YANG DIMINTA:
Teruskan teks tentang hadits tershahih, dimulai tepat setelah kalimat terakhir yang tertera.

KUTIPAN TEKS:
>>>>

Translate

Selasa, 23 Agustus 2016

014, Hadits Tershahih.



PERTEMUAN : KE-EMPAT BELAS
SYARH AL-MANZHUMAH AL-BAIQUNIYYAH
IBNU ‘UTSAIMIN RAHIMAHULLAH
____________

بِسْمِ اللهِ الرَّحْمَنِ الرَّحِيْمِ

"HADITS TERSHAHIH"

وَمَا هُوَ أَصَحُّ كُتُبِ السُّنَّةِ؟

Apa gerangan kitab sunnah yang tershahih?

وَمَا هُوَ أَصَحُّ الصَّحِيْحِ؟

Dan apa gerangan yang tershahih dari yang shahih tersebut?

<<<<

DATA DITAMPILKAN:
>>>>

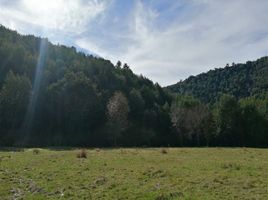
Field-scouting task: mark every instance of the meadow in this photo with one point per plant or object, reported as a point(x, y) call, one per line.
point(134, 173)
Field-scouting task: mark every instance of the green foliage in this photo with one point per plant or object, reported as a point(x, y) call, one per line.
point(14, 100)
point(70, 104)
point(136, 173)
point(54, 95)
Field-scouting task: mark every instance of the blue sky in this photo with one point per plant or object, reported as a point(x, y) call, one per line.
point(165, 40)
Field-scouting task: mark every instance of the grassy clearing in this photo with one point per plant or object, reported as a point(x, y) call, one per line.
point(172, 173)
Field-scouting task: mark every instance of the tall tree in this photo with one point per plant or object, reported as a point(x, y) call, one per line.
point(117, 113)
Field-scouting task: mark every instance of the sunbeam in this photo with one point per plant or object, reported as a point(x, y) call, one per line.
point(36, 85)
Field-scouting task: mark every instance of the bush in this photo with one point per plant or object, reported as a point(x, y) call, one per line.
point(164, 151)
point(82, 154)
point(36, 151)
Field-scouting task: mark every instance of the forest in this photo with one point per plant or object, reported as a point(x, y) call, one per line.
point(53, 95)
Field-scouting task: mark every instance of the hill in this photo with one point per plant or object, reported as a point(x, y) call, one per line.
point(64, 95)
point(239, 80)
point(52, 95)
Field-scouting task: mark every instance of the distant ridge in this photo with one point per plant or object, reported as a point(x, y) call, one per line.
point(239, 80)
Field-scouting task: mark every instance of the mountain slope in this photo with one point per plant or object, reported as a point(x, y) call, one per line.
point(57, 96)
point(239, 80)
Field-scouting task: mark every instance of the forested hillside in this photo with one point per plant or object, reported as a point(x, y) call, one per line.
point(52, 95)
point(239, 80)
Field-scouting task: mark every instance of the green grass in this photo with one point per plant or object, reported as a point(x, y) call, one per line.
point(180, 173)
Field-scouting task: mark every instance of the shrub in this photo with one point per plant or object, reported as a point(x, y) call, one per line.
point(164, 151)
point(36, 151)
point(82, 154)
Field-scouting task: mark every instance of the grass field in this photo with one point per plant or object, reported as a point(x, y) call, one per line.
point(176, 173)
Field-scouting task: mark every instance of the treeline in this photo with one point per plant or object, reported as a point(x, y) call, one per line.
point(52, 95)
point(239, 80)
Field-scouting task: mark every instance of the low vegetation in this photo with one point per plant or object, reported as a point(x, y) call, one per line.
point(182, 173)
point(52, 95)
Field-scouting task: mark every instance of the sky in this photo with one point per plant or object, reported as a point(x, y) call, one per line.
point(165, 40)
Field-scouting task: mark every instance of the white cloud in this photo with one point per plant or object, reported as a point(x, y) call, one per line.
point(165, 44)
point(65, 16)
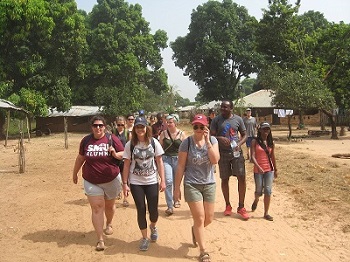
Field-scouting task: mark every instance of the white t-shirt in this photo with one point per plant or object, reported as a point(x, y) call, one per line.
point(143, 169)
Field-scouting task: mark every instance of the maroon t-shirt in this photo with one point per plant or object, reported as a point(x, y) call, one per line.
point(99, 167)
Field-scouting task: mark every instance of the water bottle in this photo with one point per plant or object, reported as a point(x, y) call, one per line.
point(233, 146)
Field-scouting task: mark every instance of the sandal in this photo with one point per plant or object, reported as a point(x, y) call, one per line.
point(268, 217)
point(194, 241)
point(109, 229)
point(100, 246)
point(204, 257)
point(125, 203)
point(254, 206)
point(177, 204)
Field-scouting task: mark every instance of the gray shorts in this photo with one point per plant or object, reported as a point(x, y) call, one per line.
point(231, 166)
point(196, 192)
point(109, 190)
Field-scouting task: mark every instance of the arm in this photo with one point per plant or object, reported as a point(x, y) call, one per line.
point(79, 161)
point(160, 167)
point(181, 163)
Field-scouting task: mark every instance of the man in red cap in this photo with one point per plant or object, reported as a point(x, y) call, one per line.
point(230, 132)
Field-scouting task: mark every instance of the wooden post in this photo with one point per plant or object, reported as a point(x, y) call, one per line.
point(65, 132)
point(8, 127)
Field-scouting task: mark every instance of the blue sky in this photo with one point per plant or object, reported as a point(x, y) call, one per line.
point(174, 17)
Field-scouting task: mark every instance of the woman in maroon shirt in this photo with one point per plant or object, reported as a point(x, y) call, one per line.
point(101, 175)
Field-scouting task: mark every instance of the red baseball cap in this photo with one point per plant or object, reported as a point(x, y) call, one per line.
point(200, 119)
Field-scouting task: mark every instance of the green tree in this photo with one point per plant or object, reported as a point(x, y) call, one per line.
point(218, 50)
point(123, 58)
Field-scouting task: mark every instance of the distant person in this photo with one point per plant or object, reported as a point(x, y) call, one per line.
point(230, 131)
point(159, 126)
point(211, 115)
point(170, 140)
point(141, 176)
point(250, 125)
point(123, 135)
point(197, 156)
point(263, 157)
point(101, 175)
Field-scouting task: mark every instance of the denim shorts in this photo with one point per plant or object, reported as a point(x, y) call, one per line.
point(263, 181)
point(196, 192)
point(109, 190)
point(231, 166)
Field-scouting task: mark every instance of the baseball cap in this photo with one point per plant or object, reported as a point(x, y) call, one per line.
point(140, 121)
point(200, 119)
point(264, 125)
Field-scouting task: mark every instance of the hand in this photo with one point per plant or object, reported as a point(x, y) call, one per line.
point(75, 178)
point(126, 190)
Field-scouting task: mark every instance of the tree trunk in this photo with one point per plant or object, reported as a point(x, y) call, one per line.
point(333, 124)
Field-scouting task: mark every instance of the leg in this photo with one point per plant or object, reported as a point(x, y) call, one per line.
point(97, 204)
point(138, 194)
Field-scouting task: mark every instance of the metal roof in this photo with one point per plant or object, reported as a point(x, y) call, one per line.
point(77, 111)
point(258, 99)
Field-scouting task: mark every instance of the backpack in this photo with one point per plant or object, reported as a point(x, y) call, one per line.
point(110, 143)
point(132, 147)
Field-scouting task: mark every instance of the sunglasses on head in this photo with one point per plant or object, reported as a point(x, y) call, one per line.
point(98, 125)
point(195, 127)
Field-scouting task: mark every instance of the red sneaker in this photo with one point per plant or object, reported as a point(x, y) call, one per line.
point(228, 211)
point(243, 213)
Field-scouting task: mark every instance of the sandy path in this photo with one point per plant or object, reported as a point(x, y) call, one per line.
point(45, 217)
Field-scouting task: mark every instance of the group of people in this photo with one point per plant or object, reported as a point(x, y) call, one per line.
point(146, 160)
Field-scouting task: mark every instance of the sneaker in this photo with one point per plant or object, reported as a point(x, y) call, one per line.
point(144, 244)
point(154, 234)
point(228, 211)
point(243, 213)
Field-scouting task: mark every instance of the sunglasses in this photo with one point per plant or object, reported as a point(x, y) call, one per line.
point(98, 125)
point(195, 127)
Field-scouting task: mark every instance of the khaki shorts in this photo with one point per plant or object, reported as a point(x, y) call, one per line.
point(196, 193)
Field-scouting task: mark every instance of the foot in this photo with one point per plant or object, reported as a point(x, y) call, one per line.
point(268, 217)
point(169, 212)
point(254, 205)
point(144, 244)
point(177, 204)
point(204, 257)
point(154, 234)
point(125, 203)
point(100, 246)
point(228, 211)
point(243, 213)
point(109, 229)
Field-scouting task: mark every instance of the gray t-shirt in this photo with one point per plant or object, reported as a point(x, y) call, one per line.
point(250, 125)
point(198, 168)
point(229, 128)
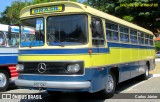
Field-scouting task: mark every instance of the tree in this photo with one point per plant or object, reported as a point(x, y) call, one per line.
point(141, 12)
point(11, 14)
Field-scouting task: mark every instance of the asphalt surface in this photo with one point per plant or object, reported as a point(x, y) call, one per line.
point(125, 91)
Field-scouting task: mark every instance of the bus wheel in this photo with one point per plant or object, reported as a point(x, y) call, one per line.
point(54, 93)
point(4, 80)
point(110, 87)
point(145, 76)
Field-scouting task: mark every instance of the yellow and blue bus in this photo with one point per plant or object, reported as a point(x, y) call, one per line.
point(78, 48)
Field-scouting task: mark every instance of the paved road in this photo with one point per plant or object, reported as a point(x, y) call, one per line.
point(136, 85)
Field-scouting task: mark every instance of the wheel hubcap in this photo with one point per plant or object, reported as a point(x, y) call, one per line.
point(3, 80)
point(147, 72)
point(110, 84)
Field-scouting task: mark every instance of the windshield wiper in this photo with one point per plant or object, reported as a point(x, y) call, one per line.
point(60, 43)
point(30, 45)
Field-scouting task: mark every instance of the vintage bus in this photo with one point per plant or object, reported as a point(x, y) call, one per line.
point(77, 48)
point(9, 42)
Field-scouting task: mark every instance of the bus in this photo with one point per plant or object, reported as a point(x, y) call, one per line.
point(9, 38)
point(77, 48)
point(9, 42)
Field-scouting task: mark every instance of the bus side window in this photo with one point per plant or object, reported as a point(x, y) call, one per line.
point(97, 32)
point(2, 40)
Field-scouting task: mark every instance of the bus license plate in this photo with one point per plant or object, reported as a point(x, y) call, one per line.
point(40, 84)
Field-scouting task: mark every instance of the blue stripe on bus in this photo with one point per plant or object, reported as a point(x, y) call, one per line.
point(83, 50)
point(64, 51)
point(8, 60)
point(121, 45)
point(98, 77)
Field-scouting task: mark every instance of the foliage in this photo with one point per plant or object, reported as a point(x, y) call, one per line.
point(157, 45)
point(11, 14)
point(144, 13)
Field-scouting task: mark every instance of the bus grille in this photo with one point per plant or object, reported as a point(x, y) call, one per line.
point(53, 68)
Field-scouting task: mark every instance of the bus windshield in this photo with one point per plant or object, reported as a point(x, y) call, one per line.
point(32, 33)
point(14, 41)
point(67, 30)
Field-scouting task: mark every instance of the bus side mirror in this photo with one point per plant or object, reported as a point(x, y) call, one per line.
point(93, 24)
point(9, 32)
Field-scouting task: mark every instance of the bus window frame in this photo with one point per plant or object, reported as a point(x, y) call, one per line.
point(22, 27)
point(87, 28)
point(117, 31)
point(4, 37)
point(124, 33)
point(102, 26)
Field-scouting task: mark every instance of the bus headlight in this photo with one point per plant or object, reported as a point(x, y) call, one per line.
point(20, 67)
point(73, 68)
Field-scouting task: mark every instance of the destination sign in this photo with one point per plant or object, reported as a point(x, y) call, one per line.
point(57, 8)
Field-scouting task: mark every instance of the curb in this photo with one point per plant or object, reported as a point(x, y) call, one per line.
point(154, 75)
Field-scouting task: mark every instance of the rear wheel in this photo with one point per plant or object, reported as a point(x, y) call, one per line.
point(55, 94)
point(145, 76)
point(110, 87)
point(4, 80)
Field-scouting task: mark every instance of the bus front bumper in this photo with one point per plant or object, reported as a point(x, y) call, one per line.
point(53, 84)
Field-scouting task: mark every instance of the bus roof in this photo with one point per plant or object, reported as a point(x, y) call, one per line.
point(74, 7)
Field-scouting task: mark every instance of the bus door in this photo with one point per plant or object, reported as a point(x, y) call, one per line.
point(98, 40)
point(2, 48)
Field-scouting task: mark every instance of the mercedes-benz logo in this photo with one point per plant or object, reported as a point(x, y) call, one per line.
point(41, 67)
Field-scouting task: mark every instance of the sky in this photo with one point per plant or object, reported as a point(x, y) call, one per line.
point(5, 3)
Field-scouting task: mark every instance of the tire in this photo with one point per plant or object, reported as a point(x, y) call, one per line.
point(145, 76)
point(54, 93)
point(109, 88)
point(4, 80)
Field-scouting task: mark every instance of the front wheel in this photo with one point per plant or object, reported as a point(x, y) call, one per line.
point(110, 87)
point(145, 76)
point(4, 80)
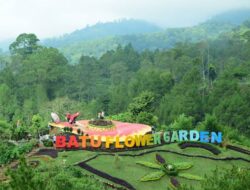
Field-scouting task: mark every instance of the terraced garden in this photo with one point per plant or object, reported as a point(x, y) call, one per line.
point(120, 169)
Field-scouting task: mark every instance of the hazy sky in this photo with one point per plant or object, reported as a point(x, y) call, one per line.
point(47, 18)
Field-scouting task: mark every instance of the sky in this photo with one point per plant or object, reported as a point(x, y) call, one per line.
point(49, 18)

<<<<

HASILNYA:
نَقُوْلُ: الْأَحَادِيْثُ الَّتِيْ اتَّفَقَ عَلَيْهَا البُخَارِيُّ وَمُسْلِمٌ، تُعْتَبَرُ أَصَحُّ الْأَحَادِيْثِ، فَمَثَلاً فِيْ بُلُوْغِ الْمَرَامِ يَقُوْلُ الحَافِظُ عَقَبَ الْحَدِيْثِ: مُتَّفَقٌ عَلَيْهِ، يَعْنِيْ رَوَاهُ البُخَارِيُّ وَمُسْلِمٌ.

Kita katakan: hadits-hadits yang imam Al-Bukhari dan imam Muslim bersepakat terhadap hadits-hadits tersebut, maka ia teranggap sebagai hadits-hadits tershahih. Misalkan; dalam kitab Bulugh Maram berkata Al-Hafizh Ibnu Hajar rahimahullahu di akhir hadits: muttafaq 'alaih, yang beliau maksud adalah: hadits tersebut telah diriwayatkan oleh imam Al-Bukhari dan imam Muslim.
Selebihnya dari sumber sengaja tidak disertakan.